→ DATA EXTRACT:

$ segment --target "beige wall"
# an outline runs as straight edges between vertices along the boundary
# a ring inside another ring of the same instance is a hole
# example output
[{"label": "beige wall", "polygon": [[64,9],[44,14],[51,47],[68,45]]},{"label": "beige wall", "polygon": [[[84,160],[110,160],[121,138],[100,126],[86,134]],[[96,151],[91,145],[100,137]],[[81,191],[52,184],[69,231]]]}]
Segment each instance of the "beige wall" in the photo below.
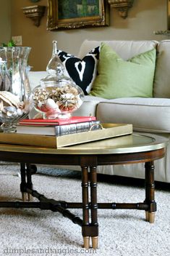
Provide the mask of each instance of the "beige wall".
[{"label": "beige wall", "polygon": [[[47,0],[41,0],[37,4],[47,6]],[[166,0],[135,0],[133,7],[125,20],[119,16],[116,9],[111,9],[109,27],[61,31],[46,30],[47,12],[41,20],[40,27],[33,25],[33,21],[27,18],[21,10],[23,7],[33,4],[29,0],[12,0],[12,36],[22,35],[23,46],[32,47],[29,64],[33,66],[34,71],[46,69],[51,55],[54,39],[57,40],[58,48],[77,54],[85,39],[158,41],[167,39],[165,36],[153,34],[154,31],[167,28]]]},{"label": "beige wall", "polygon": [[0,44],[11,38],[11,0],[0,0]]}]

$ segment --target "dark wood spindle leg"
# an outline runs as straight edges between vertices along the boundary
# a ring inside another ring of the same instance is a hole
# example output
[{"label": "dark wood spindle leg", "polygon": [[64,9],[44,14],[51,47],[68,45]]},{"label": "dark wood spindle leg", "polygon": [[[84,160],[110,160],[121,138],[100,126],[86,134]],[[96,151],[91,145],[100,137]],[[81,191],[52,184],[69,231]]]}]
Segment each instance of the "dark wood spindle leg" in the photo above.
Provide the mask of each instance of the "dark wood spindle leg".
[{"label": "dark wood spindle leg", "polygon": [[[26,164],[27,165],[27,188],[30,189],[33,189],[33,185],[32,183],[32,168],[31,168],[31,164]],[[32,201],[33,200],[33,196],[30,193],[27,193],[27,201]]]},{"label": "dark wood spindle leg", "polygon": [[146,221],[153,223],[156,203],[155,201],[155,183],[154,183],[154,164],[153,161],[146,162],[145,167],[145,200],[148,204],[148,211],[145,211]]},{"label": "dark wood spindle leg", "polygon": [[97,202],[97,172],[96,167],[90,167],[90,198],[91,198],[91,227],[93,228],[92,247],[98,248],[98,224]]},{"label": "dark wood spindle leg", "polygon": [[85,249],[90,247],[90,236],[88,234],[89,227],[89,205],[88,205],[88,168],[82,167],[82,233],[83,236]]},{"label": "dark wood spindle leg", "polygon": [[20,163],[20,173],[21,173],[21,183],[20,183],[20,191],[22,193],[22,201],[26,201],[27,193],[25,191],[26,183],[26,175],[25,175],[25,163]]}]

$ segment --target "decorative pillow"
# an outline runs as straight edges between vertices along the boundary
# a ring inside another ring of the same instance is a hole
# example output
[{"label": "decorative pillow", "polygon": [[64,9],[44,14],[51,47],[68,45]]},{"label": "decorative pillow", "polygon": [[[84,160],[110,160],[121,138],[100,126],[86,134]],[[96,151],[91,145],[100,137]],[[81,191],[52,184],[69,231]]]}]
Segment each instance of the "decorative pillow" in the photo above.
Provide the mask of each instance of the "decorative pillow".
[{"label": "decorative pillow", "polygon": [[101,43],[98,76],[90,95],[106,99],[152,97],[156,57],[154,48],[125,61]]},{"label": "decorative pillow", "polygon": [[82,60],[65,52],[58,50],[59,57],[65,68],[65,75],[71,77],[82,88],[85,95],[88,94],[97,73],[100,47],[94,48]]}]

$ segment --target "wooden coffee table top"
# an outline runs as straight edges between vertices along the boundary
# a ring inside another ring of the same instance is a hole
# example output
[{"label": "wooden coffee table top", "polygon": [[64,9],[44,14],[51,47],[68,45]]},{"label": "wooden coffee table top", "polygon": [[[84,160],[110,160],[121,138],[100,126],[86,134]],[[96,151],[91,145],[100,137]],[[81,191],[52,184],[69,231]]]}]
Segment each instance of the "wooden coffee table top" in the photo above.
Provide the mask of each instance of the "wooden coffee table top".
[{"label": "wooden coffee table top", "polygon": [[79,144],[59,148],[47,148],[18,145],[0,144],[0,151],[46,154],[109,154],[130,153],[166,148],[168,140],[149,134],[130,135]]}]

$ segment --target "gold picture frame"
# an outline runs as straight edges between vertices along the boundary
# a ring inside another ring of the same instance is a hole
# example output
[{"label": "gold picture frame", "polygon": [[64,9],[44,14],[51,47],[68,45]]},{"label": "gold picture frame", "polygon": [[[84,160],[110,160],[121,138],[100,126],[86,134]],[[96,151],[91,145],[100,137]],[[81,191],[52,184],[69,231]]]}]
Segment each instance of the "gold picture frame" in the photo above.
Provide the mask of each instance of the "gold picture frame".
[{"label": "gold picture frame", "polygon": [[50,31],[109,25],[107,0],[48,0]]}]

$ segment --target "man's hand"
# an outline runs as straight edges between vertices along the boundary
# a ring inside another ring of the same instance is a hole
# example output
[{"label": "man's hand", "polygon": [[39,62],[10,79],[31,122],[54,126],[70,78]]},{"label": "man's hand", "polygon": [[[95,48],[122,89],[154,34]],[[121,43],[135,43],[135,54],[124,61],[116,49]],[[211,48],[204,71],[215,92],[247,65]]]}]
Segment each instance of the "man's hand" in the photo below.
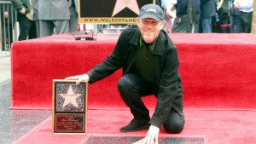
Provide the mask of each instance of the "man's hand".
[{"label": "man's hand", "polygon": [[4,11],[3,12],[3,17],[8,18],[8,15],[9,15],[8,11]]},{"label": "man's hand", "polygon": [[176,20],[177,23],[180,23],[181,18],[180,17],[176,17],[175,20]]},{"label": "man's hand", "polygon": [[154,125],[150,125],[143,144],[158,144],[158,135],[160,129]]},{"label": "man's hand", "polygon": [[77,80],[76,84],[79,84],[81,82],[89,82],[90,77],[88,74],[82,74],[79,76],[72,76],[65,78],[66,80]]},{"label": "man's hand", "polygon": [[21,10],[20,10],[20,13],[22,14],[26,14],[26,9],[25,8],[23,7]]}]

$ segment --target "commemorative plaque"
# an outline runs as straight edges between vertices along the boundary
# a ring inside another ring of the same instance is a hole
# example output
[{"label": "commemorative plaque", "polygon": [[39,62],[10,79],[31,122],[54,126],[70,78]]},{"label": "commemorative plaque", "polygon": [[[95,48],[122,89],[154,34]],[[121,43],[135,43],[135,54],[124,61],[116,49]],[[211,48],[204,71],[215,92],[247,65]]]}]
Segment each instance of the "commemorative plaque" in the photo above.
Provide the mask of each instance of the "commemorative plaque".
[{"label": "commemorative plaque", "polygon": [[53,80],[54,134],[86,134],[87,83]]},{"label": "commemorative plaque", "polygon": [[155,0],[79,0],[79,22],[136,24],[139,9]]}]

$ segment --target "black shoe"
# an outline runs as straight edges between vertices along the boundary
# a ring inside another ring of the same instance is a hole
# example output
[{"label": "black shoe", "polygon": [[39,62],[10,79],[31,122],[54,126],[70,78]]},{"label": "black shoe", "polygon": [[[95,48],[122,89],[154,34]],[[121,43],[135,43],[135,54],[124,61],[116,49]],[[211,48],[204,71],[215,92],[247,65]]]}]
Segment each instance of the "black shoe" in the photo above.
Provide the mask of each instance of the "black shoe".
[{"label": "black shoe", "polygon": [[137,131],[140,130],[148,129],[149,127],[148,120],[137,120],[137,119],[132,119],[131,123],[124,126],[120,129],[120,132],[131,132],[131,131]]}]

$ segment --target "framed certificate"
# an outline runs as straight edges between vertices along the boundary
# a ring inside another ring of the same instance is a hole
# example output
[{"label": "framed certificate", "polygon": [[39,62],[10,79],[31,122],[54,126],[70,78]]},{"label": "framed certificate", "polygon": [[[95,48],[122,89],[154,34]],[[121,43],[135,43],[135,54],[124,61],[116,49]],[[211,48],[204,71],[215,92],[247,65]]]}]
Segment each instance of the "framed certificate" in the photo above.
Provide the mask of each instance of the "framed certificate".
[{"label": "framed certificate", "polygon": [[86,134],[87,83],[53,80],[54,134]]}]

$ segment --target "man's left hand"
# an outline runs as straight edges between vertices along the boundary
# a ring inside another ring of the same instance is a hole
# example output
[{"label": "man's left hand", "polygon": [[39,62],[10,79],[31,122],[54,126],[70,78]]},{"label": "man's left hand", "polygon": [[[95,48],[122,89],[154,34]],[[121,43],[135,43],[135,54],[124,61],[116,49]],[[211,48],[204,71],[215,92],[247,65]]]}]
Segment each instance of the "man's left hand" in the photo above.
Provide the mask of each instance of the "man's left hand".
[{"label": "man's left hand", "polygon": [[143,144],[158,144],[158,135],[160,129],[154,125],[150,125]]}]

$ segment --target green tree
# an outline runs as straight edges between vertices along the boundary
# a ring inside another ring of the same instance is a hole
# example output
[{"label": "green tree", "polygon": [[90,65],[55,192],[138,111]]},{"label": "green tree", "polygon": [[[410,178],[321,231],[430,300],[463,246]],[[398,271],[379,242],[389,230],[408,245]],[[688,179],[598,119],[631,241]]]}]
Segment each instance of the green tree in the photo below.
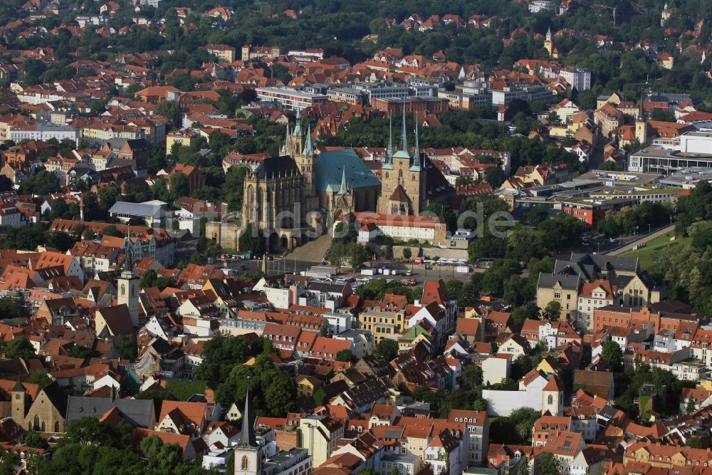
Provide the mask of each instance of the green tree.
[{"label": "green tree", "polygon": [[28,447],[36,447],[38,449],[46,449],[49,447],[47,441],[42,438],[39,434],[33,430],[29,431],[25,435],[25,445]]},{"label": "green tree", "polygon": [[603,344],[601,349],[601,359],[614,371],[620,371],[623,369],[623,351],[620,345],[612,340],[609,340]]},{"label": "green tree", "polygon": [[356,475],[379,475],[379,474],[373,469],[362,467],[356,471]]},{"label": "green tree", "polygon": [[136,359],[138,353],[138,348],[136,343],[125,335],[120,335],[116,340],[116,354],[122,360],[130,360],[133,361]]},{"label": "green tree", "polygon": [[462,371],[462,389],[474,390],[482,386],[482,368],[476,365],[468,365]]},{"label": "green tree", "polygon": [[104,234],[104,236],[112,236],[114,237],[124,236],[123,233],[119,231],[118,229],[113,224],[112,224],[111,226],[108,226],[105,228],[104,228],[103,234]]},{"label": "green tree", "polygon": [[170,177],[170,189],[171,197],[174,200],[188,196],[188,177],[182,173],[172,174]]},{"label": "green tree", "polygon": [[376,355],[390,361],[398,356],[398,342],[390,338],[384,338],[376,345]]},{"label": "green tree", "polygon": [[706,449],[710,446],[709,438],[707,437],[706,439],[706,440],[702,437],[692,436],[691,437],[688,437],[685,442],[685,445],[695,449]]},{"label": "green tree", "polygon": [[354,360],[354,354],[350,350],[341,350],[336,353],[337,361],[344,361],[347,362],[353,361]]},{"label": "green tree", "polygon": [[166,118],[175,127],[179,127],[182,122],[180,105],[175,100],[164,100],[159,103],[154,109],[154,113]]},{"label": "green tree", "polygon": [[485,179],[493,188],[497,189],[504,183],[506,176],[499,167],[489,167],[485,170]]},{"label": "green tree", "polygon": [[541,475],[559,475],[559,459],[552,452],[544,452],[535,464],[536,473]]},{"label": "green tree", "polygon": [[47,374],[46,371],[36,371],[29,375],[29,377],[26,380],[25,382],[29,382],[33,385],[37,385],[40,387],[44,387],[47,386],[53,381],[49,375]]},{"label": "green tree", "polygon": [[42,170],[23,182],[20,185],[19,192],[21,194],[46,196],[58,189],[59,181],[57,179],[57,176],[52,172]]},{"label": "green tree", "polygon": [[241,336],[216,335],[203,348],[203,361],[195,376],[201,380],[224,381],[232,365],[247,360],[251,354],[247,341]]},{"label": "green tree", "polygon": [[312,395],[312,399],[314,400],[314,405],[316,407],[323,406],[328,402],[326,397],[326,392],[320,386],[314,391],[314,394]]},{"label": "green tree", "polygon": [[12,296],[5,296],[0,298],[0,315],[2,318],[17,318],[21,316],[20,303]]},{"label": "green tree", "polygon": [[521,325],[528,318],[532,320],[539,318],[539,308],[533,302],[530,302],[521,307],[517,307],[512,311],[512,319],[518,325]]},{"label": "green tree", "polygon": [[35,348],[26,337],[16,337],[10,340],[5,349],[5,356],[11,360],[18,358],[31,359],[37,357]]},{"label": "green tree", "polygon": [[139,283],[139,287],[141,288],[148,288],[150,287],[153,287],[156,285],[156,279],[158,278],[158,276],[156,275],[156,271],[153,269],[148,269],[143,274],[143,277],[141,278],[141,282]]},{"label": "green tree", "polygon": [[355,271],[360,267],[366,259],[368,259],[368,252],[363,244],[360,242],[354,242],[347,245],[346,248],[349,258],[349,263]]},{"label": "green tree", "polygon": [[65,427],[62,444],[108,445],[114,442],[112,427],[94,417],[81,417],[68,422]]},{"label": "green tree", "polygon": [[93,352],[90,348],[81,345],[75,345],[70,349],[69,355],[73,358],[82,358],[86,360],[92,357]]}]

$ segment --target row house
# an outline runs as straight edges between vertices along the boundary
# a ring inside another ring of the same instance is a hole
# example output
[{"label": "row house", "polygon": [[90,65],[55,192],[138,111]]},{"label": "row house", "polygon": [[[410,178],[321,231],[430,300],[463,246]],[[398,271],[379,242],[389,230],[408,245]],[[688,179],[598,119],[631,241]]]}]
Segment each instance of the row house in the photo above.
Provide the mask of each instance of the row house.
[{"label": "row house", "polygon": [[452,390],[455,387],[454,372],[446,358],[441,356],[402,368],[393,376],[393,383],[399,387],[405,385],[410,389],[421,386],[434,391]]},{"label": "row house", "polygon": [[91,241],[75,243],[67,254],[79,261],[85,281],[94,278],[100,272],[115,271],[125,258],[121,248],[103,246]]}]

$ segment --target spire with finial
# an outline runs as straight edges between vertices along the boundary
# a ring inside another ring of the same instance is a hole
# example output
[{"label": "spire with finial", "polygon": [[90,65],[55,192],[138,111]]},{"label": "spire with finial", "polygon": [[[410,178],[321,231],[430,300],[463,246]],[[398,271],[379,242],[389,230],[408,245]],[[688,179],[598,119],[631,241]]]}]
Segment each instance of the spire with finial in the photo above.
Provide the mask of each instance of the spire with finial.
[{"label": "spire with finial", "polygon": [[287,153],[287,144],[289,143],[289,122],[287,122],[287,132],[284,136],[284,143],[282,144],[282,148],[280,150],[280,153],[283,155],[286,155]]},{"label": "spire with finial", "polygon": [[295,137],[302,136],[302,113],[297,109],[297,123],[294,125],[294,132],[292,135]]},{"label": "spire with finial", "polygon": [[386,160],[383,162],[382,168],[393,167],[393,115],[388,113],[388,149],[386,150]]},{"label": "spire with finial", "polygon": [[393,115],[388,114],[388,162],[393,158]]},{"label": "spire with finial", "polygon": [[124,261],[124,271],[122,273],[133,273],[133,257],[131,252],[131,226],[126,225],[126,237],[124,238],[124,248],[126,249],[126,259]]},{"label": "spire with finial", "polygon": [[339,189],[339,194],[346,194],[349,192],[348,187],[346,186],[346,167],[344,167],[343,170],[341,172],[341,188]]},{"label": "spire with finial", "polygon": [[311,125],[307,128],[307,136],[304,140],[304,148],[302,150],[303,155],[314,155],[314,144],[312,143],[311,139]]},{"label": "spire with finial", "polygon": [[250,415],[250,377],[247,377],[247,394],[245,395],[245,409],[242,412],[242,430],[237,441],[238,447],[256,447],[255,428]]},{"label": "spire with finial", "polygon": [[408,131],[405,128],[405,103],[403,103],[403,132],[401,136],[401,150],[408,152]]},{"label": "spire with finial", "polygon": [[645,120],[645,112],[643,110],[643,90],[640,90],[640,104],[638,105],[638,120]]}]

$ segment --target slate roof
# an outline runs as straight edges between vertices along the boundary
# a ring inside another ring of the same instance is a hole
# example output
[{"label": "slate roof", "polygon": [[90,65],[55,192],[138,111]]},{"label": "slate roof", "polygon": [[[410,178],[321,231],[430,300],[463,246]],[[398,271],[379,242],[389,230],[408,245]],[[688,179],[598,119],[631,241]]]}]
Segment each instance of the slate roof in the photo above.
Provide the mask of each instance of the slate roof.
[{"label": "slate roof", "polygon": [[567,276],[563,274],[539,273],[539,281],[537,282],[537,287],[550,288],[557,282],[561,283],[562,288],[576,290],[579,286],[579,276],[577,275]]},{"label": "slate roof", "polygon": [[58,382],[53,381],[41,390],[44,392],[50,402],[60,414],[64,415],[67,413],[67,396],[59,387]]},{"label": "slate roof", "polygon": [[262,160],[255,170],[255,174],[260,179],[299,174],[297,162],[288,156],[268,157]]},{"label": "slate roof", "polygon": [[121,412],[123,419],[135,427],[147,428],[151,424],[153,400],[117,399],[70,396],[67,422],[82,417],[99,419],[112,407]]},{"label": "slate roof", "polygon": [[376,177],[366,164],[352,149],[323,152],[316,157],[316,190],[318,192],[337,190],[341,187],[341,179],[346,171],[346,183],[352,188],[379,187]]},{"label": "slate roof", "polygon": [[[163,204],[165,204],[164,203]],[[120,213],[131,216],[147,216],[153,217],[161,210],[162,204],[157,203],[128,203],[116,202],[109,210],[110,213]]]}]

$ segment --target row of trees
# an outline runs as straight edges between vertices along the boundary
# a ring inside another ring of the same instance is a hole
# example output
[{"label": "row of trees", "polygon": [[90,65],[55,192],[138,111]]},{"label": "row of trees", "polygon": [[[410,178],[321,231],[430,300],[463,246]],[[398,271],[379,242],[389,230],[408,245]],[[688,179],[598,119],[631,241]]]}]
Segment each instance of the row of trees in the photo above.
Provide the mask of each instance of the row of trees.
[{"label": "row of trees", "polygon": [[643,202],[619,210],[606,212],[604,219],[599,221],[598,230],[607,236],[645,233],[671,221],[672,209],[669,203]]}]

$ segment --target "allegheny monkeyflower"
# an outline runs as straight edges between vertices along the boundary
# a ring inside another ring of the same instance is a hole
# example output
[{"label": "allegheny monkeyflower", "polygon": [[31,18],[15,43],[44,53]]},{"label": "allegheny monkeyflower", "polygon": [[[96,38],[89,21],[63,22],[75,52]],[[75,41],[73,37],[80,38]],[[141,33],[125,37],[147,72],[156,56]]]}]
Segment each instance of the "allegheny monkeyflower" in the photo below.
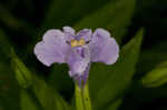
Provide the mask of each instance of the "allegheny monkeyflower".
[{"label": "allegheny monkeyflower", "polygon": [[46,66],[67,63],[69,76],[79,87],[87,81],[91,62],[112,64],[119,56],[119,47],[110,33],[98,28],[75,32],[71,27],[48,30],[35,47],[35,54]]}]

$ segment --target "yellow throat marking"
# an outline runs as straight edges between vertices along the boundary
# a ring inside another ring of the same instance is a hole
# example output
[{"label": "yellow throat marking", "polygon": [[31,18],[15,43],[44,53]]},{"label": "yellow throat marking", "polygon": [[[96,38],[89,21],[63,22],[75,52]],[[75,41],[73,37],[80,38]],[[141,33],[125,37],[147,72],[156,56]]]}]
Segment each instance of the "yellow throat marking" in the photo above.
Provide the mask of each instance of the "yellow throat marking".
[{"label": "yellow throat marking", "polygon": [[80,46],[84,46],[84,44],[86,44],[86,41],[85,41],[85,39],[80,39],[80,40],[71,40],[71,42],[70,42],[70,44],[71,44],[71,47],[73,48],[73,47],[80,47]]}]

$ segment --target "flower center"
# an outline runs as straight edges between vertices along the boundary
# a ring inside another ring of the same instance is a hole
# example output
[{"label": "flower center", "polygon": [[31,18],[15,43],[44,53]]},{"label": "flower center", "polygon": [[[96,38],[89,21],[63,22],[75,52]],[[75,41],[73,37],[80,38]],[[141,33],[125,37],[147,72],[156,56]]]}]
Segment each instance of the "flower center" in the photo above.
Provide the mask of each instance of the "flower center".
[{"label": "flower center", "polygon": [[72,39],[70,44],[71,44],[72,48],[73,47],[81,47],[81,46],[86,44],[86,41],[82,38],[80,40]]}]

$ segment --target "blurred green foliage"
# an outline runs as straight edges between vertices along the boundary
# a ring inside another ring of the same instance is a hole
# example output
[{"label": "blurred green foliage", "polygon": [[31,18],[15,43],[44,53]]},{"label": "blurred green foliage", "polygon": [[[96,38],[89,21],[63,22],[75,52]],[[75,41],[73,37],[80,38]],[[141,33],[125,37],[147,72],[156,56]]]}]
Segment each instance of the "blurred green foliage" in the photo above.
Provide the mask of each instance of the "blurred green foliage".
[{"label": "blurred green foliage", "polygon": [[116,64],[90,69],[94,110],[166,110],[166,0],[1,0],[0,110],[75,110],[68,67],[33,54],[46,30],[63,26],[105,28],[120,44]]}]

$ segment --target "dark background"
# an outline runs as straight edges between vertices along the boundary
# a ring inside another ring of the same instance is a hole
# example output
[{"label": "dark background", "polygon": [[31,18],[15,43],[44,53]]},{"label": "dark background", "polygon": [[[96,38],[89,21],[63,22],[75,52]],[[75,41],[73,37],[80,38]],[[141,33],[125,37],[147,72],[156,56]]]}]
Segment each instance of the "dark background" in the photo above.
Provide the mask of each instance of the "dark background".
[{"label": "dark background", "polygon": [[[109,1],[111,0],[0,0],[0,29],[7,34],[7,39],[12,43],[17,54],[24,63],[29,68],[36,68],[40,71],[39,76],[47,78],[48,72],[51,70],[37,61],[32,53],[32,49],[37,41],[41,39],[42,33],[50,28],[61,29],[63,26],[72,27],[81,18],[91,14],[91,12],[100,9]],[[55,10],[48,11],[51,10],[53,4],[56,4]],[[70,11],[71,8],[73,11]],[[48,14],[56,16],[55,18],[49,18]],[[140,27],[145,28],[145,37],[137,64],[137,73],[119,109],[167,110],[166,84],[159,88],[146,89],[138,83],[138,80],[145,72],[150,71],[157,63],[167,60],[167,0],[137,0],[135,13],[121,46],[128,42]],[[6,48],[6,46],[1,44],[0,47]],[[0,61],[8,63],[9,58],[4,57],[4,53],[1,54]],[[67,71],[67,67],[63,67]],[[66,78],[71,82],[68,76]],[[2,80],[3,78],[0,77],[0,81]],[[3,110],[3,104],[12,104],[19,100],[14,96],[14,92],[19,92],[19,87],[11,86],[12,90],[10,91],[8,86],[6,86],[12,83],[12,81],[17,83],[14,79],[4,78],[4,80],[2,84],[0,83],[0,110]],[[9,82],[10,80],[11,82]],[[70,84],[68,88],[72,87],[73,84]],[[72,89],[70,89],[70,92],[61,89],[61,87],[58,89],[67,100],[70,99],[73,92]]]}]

→ OBJECTIVE: How many of the lines above contain the word "gold"? Reply with the number only.

→ ANSWER IN FULL: 5